### [Description of the task]
Your answer should repeat exactly the line containing "point: bucket rim, one" and all lines after it through the end of the material below, with no other text.

### [Recorded information]
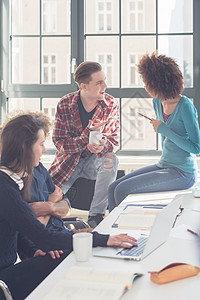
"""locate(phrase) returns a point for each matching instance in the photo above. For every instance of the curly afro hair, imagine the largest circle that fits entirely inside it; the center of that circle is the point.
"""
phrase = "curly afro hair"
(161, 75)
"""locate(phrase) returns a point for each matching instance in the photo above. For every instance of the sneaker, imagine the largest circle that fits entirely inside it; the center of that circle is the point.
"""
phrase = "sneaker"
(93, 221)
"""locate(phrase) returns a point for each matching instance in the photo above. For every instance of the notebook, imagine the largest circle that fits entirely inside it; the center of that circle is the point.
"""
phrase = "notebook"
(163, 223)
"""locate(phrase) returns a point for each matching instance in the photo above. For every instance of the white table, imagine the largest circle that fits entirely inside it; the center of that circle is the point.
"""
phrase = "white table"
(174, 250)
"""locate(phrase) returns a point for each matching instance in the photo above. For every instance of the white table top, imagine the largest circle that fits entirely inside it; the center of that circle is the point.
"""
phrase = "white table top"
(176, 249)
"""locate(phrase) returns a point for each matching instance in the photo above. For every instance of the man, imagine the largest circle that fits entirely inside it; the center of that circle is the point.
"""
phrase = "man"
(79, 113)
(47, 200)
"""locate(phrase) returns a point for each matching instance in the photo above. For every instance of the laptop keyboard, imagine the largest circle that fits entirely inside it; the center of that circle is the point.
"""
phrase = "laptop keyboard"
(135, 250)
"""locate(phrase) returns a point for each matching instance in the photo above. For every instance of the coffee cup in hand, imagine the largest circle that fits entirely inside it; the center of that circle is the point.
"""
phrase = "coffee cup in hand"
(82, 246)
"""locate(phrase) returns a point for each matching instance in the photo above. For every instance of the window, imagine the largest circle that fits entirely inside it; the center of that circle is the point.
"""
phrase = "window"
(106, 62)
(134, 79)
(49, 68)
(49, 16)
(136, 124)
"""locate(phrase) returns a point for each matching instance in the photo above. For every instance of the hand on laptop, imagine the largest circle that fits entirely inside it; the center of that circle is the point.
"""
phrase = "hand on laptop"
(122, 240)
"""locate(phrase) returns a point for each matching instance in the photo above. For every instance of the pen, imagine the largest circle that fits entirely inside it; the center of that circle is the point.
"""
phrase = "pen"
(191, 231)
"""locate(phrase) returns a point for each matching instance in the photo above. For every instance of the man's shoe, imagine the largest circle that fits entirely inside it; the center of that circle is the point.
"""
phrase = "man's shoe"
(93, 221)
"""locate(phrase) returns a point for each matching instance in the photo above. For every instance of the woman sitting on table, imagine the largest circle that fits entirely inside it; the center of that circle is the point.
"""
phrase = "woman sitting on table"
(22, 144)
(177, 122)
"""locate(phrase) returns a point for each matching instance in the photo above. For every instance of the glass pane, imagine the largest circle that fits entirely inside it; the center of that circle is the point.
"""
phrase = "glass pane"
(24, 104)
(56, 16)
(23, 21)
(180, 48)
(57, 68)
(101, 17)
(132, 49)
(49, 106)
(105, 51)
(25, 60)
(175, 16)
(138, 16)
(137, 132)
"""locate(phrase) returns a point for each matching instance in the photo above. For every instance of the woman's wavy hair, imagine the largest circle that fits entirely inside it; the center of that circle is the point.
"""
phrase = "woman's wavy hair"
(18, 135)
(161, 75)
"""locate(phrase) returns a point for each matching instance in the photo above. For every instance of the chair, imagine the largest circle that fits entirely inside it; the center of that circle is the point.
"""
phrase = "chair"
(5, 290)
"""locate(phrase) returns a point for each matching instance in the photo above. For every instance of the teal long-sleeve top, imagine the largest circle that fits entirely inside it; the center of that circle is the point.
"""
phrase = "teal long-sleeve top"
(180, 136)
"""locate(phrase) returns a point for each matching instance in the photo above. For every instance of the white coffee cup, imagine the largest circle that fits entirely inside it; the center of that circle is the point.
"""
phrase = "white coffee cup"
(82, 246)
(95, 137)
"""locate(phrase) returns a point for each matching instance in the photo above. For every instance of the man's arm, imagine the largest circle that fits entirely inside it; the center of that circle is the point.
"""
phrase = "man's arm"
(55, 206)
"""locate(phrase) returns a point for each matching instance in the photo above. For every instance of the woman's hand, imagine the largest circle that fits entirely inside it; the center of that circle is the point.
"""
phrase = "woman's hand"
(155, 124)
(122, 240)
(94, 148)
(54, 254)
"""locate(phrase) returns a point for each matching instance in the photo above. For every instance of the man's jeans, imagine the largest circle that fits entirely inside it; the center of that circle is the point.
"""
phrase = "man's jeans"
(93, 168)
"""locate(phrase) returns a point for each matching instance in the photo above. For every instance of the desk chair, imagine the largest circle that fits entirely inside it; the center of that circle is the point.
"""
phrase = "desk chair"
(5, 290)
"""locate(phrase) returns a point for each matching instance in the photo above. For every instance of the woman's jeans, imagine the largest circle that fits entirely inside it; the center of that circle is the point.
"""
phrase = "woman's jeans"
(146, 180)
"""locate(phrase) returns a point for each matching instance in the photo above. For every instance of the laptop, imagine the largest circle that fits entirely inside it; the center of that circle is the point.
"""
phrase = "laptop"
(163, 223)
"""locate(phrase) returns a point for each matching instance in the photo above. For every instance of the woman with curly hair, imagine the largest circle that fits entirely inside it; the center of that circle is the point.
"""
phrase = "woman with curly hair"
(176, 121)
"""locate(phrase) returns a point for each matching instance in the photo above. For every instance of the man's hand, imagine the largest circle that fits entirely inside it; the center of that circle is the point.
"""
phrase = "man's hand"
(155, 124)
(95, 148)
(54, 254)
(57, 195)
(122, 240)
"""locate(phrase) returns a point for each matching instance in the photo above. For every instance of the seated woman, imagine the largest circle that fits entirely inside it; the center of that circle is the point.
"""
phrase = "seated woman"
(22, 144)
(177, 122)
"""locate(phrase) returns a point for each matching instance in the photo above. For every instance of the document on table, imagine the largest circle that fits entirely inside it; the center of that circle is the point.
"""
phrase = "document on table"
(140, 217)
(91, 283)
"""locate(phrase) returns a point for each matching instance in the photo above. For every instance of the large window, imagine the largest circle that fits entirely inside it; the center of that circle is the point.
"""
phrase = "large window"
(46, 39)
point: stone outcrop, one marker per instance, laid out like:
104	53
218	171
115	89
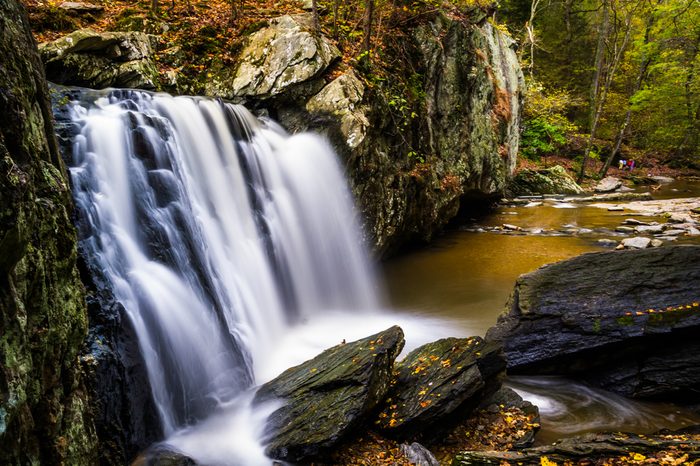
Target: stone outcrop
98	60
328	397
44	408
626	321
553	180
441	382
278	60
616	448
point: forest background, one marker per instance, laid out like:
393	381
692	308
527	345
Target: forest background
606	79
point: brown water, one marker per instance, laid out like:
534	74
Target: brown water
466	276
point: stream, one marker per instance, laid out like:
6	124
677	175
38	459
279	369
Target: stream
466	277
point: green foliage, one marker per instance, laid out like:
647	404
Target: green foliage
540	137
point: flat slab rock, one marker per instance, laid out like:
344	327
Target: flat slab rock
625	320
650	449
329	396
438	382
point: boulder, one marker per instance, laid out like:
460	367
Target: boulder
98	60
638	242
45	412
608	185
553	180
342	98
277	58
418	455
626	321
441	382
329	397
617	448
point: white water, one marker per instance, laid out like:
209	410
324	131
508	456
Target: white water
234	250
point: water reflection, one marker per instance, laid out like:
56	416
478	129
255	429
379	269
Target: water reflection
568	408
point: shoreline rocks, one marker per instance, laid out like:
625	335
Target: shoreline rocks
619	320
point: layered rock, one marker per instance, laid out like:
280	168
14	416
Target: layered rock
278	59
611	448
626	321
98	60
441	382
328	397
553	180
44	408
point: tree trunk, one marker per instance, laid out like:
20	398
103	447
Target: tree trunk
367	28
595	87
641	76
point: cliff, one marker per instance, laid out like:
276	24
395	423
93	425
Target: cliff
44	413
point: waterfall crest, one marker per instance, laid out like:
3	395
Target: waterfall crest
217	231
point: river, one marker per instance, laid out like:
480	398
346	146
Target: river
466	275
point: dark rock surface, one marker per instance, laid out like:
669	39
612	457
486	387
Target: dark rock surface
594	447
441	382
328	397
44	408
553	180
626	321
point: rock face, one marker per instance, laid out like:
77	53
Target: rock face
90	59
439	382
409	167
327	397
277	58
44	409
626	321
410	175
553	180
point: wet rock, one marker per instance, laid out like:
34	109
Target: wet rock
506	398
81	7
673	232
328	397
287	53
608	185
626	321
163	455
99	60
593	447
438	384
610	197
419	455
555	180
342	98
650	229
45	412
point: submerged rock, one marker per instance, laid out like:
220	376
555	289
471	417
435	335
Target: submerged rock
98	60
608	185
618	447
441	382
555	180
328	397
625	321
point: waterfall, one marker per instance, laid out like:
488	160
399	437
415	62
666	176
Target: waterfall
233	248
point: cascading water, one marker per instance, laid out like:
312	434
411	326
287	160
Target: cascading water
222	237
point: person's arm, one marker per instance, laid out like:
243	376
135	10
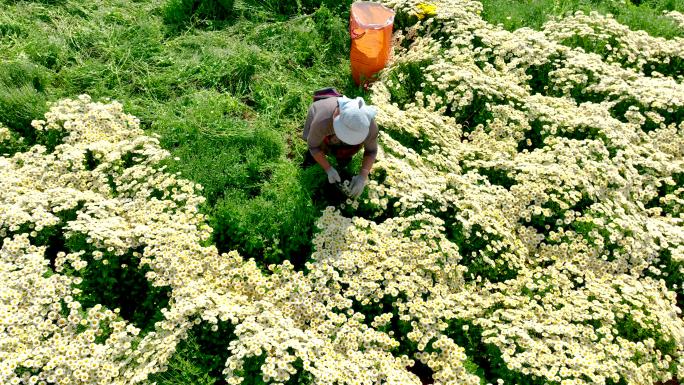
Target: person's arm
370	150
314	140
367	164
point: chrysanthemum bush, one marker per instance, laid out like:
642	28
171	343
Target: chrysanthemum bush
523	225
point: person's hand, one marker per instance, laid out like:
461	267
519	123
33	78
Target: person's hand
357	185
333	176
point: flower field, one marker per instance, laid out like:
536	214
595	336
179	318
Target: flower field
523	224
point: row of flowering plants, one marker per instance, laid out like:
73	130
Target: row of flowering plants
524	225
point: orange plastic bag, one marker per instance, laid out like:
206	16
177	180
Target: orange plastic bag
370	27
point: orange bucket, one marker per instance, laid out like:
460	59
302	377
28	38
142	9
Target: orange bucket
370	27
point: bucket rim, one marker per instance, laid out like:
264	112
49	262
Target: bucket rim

### [Solution to the exercise]
point: bucket rim, one marker per instance, laid out like:
264	112
49	262
Target: bucket rim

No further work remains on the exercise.